-- Set task --
Please set down the material line for line, beginning with its first line and stopping after the line that contains "137], [40, 139]]]". Omit the pictures from your copy.

[Shape labeling records]
---------------

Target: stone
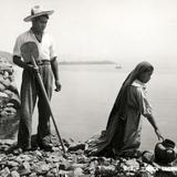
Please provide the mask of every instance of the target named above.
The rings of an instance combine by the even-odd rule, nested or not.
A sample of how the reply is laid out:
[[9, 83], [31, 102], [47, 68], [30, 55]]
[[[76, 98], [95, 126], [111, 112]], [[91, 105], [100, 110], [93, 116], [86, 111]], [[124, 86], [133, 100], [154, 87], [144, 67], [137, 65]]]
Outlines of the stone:
[[10, 177], [20, 177], [20, 174], [17, 170], [12, 170]]

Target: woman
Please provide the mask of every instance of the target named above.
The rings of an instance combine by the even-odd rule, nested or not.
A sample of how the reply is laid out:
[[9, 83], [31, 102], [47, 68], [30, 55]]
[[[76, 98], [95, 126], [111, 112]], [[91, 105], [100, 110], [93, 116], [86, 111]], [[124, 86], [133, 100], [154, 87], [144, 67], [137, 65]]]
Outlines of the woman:
[[158, 139], [162, 134], [146, 98], [146, 86], [154, 67], [140, 62], [124, 81], [111, 111], [106, 131], [87, 140], [85, 153], [104, 156], [136, 156], [140, 146], [142, 118], [144, 115], [155, 129]]

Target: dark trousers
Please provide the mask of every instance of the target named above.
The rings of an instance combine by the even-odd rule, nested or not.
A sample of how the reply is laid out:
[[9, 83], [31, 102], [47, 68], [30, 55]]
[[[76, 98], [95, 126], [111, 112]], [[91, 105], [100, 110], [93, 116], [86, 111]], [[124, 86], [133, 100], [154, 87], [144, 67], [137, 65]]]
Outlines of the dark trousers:
[[[39, 66], [49, 100], [52, 96], [53, 73], [50, 64]], [[50, 136], [50, 111], [43, 97], [34, 73], [27, 70], [22, 73], [21, 84], [21, 115], [18, 134], [18, 145], [23, 148], [31, 147], [32, 114], [38, 98], [39, 125], [38, 137], [40, 139]]]

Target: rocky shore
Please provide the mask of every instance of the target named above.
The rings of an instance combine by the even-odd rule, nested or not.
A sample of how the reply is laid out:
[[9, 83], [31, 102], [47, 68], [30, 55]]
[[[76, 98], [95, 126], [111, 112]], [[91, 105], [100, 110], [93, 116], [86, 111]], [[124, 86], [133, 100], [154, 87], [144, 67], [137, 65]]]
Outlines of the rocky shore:
[[38, 147], [35, 135], [32, 150], [9, 150], [15, 144], [19, 107], [12, 64], [0, 58], [0, 177], [177, 177], [177, 162], [159, 166], [150, 152], [136, 158], [95, 157], [85, 154], [86, 143], [63, 139], [63, 154], [55, 135], [51, 152]]
[[14, 138], [19, 124], [19, 92], [12, 64], [0, 56], [0, 139]]
[[[33, 136], [34, 137], [34, 136]], [[149, 160], [148, 152], [138, 158], [87, 157], [85, 144], [65, 140], [66, 154], [52, 136], [52, 152], [35, 148], [29, 152], [8, 153], [12, 140], [0, 143], [1, 177], [175, 177], [175, 164], [162, 167]], [[34, 142], [33, 142], [34, 143]]]

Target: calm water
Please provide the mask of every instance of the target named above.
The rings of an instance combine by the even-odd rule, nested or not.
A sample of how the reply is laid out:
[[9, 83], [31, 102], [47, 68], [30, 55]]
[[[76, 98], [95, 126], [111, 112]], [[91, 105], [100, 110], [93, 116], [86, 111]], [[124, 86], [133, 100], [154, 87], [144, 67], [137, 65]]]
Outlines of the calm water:
[[[133, 67], [121, 70], [115, 65], [61, 65], [62, 91], [54, 93], [52, 111], [63, 137], [84, 142], [106, 126], [110, 111], [118, 90]], [[148, 83], [148, 97], [156, 122], [167, 138], [177, 142], [177, 70], [158, 69]], [[15, 69], [15, 82], [20, 87], [21, 70]], [[33, 117], [37, 132], [38, 113]], [[153, 149], [157, 143], [154, 129], [146, 118], [143, 122], [142, 148]], [[52, 127], [53, 128], [53, 127]]]

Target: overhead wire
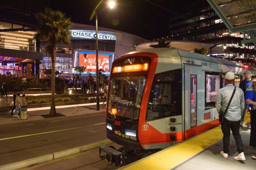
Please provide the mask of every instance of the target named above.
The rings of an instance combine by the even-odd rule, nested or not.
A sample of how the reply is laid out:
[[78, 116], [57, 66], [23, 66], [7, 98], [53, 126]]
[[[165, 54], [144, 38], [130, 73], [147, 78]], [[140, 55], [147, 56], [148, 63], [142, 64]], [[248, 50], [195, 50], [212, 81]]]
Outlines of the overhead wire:
[[[152, 2], [151, 1], [149, 1], [149, 0], [145, 0], [145, 1], [146, 1], [148, 2], [149, 3], [151, 3], [151, 4], [153, 4], [154, 5], [155, 5], [155, 6], [158, 6], [158, 7], [160, 7], [160, 8], [162, 8], [162, 9], [164, 9], [164, 10], [166, 10], [166, 11], [168, 11], [168, 12], [170, 12], [170, 13], [173, 13], [173, 14], [175, 14], [175, 15], [176, 15], [176, 16], [178, 16], [180, 17], [181, 17], [181, 18], [184, 18], [184, 19], [186, 19], [186, 20], [190, 20], [190, 21], [192, 21], [192, 22], [194, 22], [194, 21], [193, 20], [191, 20], [191, 19], [188, 19], [188, 18], [185, 18], [185, 17], [183, 16], [181, 16], [181, 15], [179, 15], [179, 14], [177, 14], [177, 13], [174, 13], [174, 12], [173, 12], [172, 11], [171, 11], [171, 10], [168, 10], [168, 9], [167, 9], [167, 8], [164, 8], [164, 7], [162, 7], [162, 6], [160, 6], [160, 5], [158, 5], [157, 4], [155, 4], [155, 3], [153, 3], [153, 2]], [[213, 30], [211, 30], [211, 29], [210, 29], [208, 28], [205, 28], [205, 27], [201, 27], [201, 28], [203, 28], [203, 29], [206, 29], [206, 30], [209, 30], [209, 31], [213, 31]]]

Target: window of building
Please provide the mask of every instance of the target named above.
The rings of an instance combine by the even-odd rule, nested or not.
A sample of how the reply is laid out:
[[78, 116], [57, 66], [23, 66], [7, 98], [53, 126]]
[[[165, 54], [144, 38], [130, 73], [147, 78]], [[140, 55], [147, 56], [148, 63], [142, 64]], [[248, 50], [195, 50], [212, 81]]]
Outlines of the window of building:
[[182, 114], [181, 69], [155, 75], [148, 103], [146, 120]]

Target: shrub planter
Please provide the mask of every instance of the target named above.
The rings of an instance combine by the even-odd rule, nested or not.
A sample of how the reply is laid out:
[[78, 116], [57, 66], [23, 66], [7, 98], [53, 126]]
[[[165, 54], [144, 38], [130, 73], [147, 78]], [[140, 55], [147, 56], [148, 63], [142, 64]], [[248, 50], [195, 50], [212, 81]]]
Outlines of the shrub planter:
[[[99, 102], [104, 101], [104, 99], [100, 99]], [[72, 105], [79, 104], [85, 104], [92, 103], [96, 103], [96, 99], [91, 100], [85, 100], [82, 101], [69, 101], [67, 102], [55, 102], [55, 106], [63, 106], [65, 105]], [[51, 106], [50, 103], [32, 103], [27, 104], [27, 108], [42, 108], [43, 107], [49, 107]]]

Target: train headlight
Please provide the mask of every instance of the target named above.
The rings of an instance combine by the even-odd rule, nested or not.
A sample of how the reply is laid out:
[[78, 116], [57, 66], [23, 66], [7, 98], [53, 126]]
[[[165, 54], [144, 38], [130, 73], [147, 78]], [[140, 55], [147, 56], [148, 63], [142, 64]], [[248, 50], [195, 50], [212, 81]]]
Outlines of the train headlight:
[[109, 123], [107, 123], [107, 128], [112, 130], [112, 126]]
[[137, 136], [136, 131], [133, 130], [125, 130], [125, 135], [126, 135], [136, 137]]

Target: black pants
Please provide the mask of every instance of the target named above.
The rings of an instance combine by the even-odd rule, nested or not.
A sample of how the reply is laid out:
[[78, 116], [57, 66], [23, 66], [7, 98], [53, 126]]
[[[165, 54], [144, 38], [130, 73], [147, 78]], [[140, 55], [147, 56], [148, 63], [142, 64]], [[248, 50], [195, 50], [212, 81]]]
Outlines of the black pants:
[[221, 130], [223, 133], [223, 151], [225, 153], [228, 153], [229, 151], [229, 139], [230, 136], [230, 129], [234, 138], [236, 140], [236, 147], [239, 153], [243, 152], [243, 142], [239, 132], [240, 120], [232, 122], [224, 119], [221, 124]]
[[13, 104], [13, 108], [12, 109], [12, 112], [11, 112], [11, 115], [13, 115], [13, 111], [15, 110], [15, 108], [16, 108], [16, 105], [15, 105], [15, 103], [14, 103]]
[[256, 147], [256, 109], [252, 110], [251, 113], [251, 135], [250, 136], [250, 146]]

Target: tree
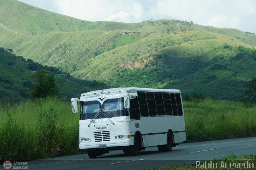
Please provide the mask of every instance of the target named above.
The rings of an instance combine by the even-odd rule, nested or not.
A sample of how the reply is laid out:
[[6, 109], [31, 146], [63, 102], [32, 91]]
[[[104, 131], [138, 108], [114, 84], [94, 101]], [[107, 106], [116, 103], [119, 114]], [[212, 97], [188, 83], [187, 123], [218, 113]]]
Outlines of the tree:
[[34, 98], [56, 96], [59, 94], [59, 88], [55, 83], [54, 75], [45, 70], [36, 72], [38, 83], [34, 85], [34, 89], [31, 93]]
[[245, 85], [246, 90], [242, 97], [242, 101], [245, 103], [252, 105], [256, 103], [256, 77], [247, 82]]

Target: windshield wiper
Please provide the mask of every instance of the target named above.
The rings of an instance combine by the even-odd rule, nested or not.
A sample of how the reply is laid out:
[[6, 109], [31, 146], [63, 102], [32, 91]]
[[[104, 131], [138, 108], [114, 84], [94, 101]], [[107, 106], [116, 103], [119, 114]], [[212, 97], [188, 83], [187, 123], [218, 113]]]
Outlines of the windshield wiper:
[[96, 115], [95, 116], [94, 116], [94, 117], [93, 117], [93, 118], [92, 118], [92, 121], [91, 121], [91, 122], [89, 124], [89, 125], [88, 125], [88, 127], [90, 127], [90, 125], [91, 125], [91, 124], [92, 123], [92, 121], [93, 121], [94, 120], [94, 119], [96, 119], [96, 118], [97, 117], [97, 116], [98, 116], [99, 115], [100, 115], [100, 114], [101, 113], [101, 111], [102, 110], [102, 107], [101, 106], [100, 107], [100, 110], [99, 110], [99, 112], [98, 113], [97, 113], [96, 114]]
[[112, 125], [115, 125], [115, 124], [114, 123], [114, 122], [113, 122], [112, 121], [111, 121], [111, 120], [110, 119], [110, 118], [109, 117], [108, 117], [108, 116], [107, 116], [107, 114], [106, 114], [105, 112], [103, 111], [102, 113], [103, 113], [103, 114], [104, 114], [105, 116], [106, 116], [107, 117], [107, 118], [108, 118], [108, 119], [109, 121], [111, 123], [112, 123]]

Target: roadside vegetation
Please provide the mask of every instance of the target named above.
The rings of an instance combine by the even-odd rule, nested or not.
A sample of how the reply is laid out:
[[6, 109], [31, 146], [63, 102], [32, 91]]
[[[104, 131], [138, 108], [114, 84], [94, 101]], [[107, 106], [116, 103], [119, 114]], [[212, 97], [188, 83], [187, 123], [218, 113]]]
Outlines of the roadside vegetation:
[[[184, 103], [187, 142], [256, 135], [256, 107], [206, 99]], [[0, 106], [0, 160], [77, 154], [79, 114], [55, 97]]]

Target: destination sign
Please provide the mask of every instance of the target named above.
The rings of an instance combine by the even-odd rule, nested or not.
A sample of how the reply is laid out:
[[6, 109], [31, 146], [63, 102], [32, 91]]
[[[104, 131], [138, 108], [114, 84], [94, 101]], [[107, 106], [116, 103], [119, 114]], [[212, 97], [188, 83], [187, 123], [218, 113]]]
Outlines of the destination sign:
[[120, 93], [101, 94], [99, 95], [94, 95], [93, 96], [84, 97], [84, 99], [90, 100], [95, 99], [102, 99], [103, 98], [105, 98], [106, 97], [121, 97], [121, 94]]

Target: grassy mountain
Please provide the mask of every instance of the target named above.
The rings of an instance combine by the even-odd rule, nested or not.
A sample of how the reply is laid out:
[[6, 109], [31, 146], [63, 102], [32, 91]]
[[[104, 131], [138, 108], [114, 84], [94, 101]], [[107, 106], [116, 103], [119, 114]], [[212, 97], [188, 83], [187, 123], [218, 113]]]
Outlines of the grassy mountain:
[[[43, 66], [31, 59], [16, 56], [12, 50], [0, 47], [0, 99], [2, 101], [17, 101], [30, 96], [30, 91], [36, 81], [36, 71], [46, 70], [55, 75], [65, 99], [80, 96], [85, 91], [106, 87], [95, 81], [80, 80], [61, 73], [53, 67]], [[65, 99], [66, 98], [66, 99]]]
[[237, 100], [256, 73], [254, 33], [175, 20], [90, 22], [15, 0], [0, 0], [0, 45], [112, 87], [175, 88]]

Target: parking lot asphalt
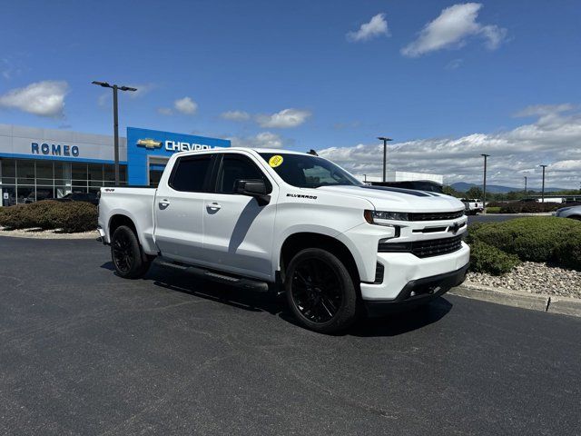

---------------

-- Result of the exercise --
Target: stone
Please provide the mask of every instance of the target named above.
The rings of an instance combine by the even-odd rule, nested or not.
A sample of how the reply is laid out:
[[9, 83], [31, 102], [47, 68], [30, 55]]
[[[76, 98], [95, 126], [111, 112]], [[91, 105], [100, 110], [93, 116], [86, 111]], [[124, 86], [133, 100], [154, 87], [144, 67], [137, 65]]]
Outlines of the stone:
[[10, 177], [20, 177], [20, 174], [17, 170], [12, 170]]

Target: woman
Please provide the mask of every instance of the target named above.
The rings of an instance combine by the even-odd rule, nested or not.
A sample of how the reply is laid out:
[[9, 83], [31, 102], [47, 68], [30, 55]]
[[[76, 98], [95, 126], [111, 112]], [[91, 105], [100, 110], [93, 116], [86, 111]], [[124, 86], [133, 100], [154, 87], [144, 67], [137, 65]]]
Outlines of the woman:
[[158, 139], [162, 134], [146, 98], [146, 86], [154, 67], [140, 62], [124, 81], [111, 111], [106, 131], [87, 140], [85, 153], [104, 156], [136, 156], [140, 146], [142, 118], [144, 115], [155, 129]]

Target: dark trousers
Please provide the mask of every instance of the target named above.
The rings of an instance combine by the even-odd rule, nested or not.
A sample of how the reply is laid out:
[[9, 83], [31, 102], [47, 68], [30, 55]]
[[[76, 98], [95, 126], [111, 112]], [[91, 105], [100, 110], [93, 116], [86, 111]], [[124, 86], [133, 100], [154, 87], [144, 67], [137, 65]]]
Outlines of the dark trousers:
[[[39, 66], [49, 100], [52, 96], [53, 73], [50, 64]], [[50, 136], [50, 111], [43, 97], [34, 73], [27, 70], [22, 73], [21, 84], [21, 115], [18, 134], [18, 145], [23, 148], [31, 147], [32, 114], [38, 98], [39, 125], [38, 137], [40, 139]]]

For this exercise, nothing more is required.